Фрагмент документа –
══════════════════════════════

Терминология «создание единого фронта» против «общего врага» – из «Обвинительного обвинения». По сути это были «кружки по интересам», как назвали бы эту деятельность значительно позже. Разговоры, споры, доклады на историко-религиозные темы – попытки – одни из последних – русской интеллигенции, не разучившейся ещё свободно мыслить, заниматься независимой духовной работой, без согласования с властью, без оглядки на нее, вопреки ей, воспринималось этой властью как опасная форма покушения на основы созданного ею политического режима. Впрочем, рассуждения о том, что, к примеру, «соединение пролетариев всех стран» есть национальное обезличивание, «интернационал» – «суррогат вселенского братства», подданные этой «Державы Интернационала» есть изменники национального и всеобщего творчества, что только «религиозное понимание истории может дать выход из противоречий между нациями» и прочие подобные суждения – все они не могли не вызывать элементарного непонимания, и, стало быть, враждебности этих самых пролетариев.
Отсюда лексика о «новых методах борьбы», которые, якобы, провозгласила в своем докладе в декабре 1928 года Половцева, хотя Ксения Анатольевна лишь констатировала падение религиозности среди населения и упадок русской культуры в целом, а также, понимая, что деятельность и кружка, и каждого его участника обречена, призывала к элементарной осторожности и готовности расплачиваться за попытки дышать свободным воздухом и пользоваться врождённым правом мыслить.
Как была естественна органическая ненависть победившего «класса» к интеллектуальным кружкам Петрограда, так и была естественна связь сих очагов свободной мысли с квартирой Вульфиусов. Дело было не только в родственном генезисе этих несхожих, но европейской культуры личностей, не только ошеломленностью, переходящей в недоумение, а затем в омерзение в связи с явлением ожидаемого и победившего Хама. Это была связь, основанная на общих интересах, профессиональных связях, общности нравственно – религиозных принципов бытия и устремлений.

══════════════════════════════

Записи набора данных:

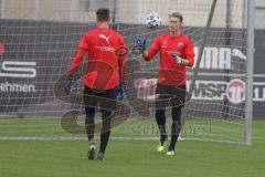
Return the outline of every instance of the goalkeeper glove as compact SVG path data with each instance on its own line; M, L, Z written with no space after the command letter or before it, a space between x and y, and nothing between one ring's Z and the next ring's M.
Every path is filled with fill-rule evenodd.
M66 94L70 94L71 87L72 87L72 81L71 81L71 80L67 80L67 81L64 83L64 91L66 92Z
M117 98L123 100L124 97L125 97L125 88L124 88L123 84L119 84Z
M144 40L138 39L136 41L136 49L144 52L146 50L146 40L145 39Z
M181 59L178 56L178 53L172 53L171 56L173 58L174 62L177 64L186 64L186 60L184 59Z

══════════════════════════════

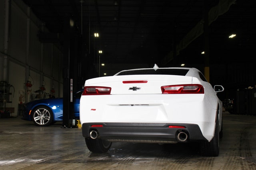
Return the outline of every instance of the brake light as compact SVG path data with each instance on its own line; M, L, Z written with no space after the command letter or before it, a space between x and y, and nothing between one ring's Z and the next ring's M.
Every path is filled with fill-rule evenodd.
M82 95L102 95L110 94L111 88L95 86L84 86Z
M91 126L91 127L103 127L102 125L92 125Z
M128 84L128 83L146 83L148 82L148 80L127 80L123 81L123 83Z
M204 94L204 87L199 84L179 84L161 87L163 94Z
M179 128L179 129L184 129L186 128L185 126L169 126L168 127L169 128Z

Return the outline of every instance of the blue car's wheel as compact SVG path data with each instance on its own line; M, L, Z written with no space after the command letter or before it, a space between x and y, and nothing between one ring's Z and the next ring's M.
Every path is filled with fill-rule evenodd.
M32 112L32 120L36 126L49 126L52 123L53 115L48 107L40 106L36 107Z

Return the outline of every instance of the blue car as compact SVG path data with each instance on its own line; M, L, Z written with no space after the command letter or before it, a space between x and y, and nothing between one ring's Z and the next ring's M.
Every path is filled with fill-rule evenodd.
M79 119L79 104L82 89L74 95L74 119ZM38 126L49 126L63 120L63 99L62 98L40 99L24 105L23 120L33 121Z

══════════════════════════════

Задание – Верните дословно отрывок текста о петроградских кружках, приведенного выше, от слов «Отсюда лексика о» до слов «врождённым правом мыслить.» включительно.

Правильный ответ –
Отсюда лексика о «новых методах борьбы», которые, якобы, провозгласила в своем докладе в декабре 1928 года Половцева, хотя Ксения Анатольевна лишь констатировала падение религиозности среди населения и упадок русской культуры в целом, а также, понимая, что деятельность и кружка, и каждого его участника обречена, призывала к элементарной осторожности и готовности расплачиваться за попытки дышать свободным воздухом и пользоваться врождённым правом мыслить.